→ **Stated goal**: Rewrite the items below, putting "occurrence" in place of every "instance" and leaving everything else unchanged.

(Dataset excerpt)
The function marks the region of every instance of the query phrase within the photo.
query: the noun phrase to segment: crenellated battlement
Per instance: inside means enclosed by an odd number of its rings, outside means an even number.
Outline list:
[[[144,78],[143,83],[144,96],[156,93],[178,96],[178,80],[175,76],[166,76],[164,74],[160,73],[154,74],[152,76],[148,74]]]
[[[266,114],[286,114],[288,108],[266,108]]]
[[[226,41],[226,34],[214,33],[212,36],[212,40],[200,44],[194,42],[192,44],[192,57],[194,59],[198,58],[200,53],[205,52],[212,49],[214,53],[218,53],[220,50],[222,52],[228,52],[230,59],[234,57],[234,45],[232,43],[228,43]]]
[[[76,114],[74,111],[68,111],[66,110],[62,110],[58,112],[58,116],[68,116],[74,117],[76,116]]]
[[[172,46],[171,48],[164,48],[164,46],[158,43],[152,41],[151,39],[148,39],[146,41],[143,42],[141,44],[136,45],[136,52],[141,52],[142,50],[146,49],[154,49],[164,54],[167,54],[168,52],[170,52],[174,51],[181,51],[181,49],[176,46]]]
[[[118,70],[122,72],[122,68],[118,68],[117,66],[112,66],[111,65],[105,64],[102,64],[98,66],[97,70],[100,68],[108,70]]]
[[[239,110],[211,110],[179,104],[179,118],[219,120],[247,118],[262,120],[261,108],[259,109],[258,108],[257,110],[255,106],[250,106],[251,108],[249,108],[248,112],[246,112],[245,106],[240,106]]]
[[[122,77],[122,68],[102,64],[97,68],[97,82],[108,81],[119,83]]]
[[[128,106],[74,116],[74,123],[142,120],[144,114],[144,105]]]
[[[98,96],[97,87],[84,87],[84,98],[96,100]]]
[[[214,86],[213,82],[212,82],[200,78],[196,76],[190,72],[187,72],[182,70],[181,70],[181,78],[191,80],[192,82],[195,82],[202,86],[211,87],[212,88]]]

→ **Output for this exercise**:
The function marks the region of every occurrence of the query phrase within the photo.
query: the noun phrase to segment: crenellated battlement
Per occurrence: inside means enclosed by an odd number of its rings, outside means an even number.
Outline list:
[[[144,78],[143,83],[144,96],[156,93],[178,96],[178,80],[175,76],[166,76],[164,74],[160,73],[154,74],[152,76],[148,74]]]
[[[266,114],[286,114],[288,108],[266,108]]]
[[[226,41],[226,34],[214,33],[212,36],[212,40],[200,44],[194,42],[192,44],[192,57],[194,59],[198,58],[200,53],[205,52],[212,49],[214,53],[218,53],[220,50],[222,52],[228,52],[230,59],[234,57],[234,45],[232,43],[228,43]]]
[[[76,114],[74,111],[68,111],[66,110],[62,110],[58,112],[58,116],[68,116],[74,117],[76,116]]]
[[[172,46],[171,48],[164,48],[164,46],[158,43],[152,41],[151,39],[148,39],[146,41],[143,42],[141,44],[136,45],[136,52],[141,52],[142,50],[146,49],[154,49],[164,54],[167,54],[168,52],[170,52],[174,51],[181,51],[181,49],[176,46]]]
[[[118,70],[122,72],[122,68],[118,68],[117,66],[112,66],[111,65],[105,64],[102,64],[98,66],[97,70],[100,68],[108,70]]]
[[[239,110],[211,110],[179,104],[179,118],[219,120],[247,118],[262,120],[261,108],[259,109],[258,108],[257,110],[255,106],[250,106],[251,108],[249,108],[248,112],[246,112],[245,106],[240,106]]]
[[[122,77],[122,68],[102,64],[97,68],[97,82],[108,81],[119,83]]]
[[[128,106],[74,116],[74,123],[142,120],[144,114],[144,105]]]
[[[98,96],[97,87],[84,87],[84,98],[96,100]]]
[[[214,86],[213,82],[212,82],[200,78],[196,76],[190,72],[187,72],[182,70],[181,70],[181,78],[191,80],[192,82],[195,82],[202,86],[211,87],[212,88]]]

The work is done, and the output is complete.